DIRECTIVE: State how many of the lines below contain the word "grain", treating uppercase and lowercase as different. Give only the number.

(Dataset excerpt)
______________________________

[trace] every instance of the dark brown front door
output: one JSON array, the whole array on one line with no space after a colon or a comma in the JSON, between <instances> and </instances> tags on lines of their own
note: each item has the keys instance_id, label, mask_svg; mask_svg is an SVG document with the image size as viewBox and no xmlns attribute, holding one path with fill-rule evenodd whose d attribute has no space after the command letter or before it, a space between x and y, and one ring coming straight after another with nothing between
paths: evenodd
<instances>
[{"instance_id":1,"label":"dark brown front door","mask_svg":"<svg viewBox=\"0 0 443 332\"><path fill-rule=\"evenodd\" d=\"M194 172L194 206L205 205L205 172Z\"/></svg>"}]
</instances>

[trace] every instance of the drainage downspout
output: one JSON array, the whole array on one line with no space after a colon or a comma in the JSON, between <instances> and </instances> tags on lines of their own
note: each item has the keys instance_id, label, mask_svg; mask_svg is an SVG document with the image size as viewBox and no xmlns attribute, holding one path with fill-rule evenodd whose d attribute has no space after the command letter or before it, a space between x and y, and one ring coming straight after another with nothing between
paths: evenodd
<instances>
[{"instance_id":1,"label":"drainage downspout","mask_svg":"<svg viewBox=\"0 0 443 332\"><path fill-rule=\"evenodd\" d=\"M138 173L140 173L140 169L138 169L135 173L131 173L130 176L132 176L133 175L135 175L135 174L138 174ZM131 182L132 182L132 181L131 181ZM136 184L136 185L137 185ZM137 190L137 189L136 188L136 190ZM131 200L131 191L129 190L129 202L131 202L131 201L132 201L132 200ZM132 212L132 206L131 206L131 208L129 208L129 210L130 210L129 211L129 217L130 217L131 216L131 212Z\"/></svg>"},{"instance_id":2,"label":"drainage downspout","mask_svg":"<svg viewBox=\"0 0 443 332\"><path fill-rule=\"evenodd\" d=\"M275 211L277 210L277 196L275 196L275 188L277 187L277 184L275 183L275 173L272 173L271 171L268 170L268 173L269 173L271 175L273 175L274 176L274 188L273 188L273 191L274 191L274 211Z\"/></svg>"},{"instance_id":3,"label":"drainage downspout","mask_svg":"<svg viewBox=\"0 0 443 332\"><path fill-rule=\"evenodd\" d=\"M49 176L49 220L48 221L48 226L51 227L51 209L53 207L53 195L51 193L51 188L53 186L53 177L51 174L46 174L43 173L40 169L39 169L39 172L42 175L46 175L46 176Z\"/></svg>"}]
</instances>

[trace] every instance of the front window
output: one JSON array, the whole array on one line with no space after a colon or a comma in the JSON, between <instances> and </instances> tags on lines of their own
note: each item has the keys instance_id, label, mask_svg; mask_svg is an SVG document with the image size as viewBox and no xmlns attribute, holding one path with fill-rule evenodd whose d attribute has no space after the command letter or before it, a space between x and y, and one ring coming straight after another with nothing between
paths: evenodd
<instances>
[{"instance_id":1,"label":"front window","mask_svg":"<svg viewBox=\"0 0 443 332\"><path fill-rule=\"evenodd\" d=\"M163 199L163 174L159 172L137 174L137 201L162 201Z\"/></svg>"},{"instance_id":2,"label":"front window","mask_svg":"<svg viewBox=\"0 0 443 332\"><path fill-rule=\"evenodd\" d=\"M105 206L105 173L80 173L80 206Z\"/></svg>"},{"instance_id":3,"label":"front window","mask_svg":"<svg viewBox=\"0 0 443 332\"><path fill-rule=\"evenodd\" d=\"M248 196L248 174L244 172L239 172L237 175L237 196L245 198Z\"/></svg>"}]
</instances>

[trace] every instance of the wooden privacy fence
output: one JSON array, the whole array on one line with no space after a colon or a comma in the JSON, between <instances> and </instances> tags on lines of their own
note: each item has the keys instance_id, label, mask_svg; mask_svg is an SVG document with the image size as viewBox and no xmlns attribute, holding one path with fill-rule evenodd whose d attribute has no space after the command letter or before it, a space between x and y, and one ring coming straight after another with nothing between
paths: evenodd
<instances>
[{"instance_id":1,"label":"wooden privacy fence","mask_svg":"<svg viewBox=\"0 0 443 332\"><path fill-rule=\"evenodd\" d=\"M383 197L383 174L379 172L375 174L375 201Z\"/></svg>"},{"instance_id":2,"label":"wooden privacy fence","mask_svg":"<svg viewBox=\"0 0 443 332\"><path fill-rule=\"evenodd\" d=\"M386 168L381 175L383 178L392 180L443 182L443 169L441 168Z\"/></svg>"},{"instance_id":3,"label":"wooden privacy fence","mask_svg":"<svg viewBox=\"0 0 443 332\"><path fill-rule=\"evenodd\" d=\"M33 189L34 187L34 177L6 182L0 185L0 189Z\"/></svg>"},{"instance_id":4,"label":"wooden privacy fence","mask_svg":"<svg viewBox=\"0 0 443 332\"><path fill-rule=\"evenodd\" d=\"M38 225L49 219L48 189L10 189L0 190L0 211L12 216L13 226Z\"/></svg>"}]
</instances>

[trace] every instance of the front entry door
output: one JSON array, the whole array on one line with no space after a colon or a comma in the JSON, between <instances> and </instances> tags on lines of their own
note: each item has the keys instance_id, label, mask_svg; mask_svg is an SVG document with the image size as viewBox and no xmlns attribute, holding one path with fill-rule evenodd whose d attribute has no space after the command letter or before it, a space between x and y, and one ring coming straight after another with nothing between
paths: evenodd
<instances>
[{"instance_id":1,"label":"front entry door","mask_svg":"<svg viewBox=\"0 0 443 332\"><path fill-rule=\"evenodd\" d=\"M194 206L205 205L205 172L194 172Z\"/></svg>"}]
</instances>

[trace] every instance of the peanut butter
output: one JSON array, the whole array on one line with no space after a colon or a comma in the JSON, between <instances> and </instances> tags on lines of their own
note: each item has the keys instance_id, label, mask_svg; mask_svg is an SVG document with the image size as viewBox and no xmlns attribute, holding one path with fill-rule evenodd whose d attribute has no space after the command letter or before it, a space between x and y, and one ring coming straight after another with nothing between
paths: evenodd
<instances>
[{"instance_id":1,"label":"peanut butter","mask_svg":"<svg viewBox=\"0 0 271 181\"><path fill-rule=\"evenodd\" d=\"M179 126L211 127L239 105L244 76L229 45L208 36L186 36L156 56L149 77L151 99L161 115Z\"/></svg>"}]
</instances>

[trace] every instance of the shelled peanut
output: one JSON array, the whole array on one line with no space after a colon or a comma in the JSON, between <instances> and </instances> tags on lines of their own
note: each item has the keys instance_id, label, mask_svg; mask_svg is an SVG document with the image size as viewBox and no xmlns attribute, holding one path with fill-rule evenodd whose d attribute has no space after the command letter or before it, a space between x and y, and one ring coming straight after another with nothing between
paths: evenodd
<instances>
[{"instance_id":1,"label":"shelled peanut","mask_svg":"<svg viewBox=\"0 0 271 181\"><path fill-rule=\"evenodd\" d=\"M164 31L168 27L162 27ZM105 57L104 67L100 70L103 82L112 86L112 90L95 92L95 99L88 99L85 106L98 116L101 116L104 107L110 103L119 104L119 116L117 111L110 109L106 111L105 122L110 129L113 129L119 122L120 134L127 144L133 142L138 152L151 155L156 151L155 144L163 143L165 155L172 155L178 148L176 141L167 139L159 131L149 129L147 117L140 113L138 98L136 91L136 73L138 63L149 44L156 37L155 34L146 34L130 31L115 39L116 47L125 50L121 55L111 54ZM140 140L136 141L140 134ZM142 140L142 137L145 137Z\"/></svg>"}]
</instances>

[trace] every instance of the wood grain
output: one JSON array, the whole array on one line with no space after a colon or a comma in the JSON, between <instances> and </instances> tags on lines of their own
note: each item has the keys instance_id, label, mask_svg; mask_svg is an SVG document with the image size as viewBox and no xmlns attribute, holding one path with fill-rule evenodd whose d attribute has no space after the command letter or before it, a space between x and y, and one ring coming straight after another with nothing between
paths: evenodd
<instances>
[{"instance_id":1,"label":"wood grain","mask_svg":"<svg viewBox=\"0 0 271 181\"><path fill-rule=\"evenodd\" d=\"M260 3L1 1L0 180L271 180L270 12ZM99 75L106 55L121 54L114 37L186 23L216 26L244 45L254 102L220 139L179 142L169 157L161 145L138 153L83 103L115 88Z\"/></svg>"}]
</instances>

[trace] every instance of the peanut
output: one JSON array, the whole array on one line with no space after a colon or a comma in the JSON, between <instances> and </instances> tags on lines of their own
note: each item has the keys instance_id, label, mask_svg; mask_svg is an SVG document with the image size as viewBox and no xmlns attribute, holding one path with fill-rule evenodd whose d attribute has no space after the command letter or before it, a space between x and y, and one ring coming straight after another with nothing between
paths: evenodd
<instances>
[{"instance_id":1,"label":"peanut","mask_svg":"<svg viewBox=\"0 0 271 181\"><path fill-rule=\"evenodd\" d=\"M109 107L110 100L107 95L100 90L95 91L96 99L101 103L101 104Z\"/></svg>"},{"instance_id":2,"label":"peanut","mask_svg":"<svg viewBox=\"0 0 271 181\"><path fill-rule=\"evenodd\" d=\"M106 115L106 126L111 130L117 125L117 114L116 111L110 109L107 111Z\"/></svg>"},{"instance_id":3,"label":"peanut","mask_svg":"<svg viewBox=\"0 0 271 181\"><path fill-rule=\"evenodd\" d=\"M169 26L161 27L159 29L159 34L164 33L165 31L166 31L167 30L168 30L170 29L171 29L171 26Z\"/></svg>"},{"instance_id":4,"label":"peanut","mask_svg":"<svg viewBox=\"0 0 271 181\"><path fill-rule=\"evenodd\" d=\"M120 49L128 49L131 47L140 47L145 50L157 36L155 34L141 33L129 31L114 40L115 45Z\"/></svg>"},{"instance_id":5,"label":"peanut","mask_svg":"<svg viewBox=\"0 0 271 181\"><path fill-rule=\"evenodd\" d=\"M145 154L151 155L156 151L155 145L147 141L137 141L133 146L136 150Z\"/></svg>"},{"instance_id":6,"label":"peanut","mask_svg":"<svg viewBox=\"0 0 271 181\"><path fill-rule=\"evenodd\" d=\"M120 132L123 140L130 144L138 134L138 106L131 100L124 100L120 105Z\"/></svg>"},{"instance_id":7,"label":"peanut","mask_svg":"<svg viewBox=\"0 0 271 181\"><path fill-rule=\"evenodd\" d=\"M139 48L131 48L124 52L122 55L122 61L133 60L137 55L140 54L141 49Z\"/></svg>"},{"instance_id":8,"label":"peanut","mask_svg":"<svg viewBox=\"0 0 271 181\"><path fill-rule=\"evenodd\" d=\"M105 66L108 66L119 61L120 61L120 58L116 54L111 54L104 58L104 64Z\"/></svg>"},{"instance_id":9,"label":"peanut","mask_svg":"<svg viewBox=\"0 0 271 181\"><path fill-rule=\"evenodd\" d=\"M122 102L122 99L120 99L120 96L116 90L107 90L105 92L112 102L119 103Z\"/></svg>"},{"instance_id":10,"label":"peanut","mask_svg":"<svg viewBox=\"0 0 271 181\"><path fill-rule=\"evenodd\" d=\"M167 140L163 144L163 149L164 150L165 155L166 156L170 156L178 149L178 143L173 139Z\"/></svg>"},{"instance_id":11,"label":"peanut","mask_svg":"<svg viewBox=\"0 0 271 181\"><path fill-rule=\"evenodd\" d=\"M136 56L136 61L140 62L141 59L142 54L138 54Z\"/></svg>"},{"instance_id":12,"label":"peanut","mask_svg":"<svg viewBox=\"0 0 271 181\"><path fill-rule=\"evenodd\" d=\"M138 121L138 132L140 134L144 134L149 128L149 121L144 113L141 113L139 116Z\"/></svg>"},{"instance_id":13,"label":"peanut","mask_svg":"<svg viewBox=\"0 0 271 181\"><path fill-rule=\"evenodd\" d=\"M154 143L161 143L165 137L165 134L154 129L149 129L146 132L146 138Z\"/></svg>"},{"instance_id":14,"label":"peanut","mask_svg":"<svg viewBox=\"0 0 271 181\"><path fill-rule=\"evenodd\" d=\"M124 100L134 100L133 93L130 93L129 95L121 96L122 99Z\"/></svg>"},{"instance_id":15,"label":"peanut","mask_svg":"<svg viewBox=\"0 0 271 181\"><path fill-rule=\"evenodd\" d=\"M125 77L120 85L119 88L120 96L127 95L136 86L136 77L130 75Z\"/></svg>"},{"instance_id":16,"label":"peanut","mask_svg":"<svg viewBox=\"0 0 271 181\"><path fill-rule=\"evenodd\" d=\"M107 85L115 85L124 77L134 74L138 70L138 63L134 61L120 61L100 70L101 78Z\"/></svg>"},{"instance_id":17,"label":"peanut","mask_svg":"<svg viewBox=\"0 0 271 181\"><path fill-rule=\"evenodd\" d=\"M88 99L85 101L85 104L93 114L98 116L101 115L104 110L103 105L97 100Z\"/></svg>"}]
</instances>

______________________________

OUTPUT FOR THIS EXERCISE: 2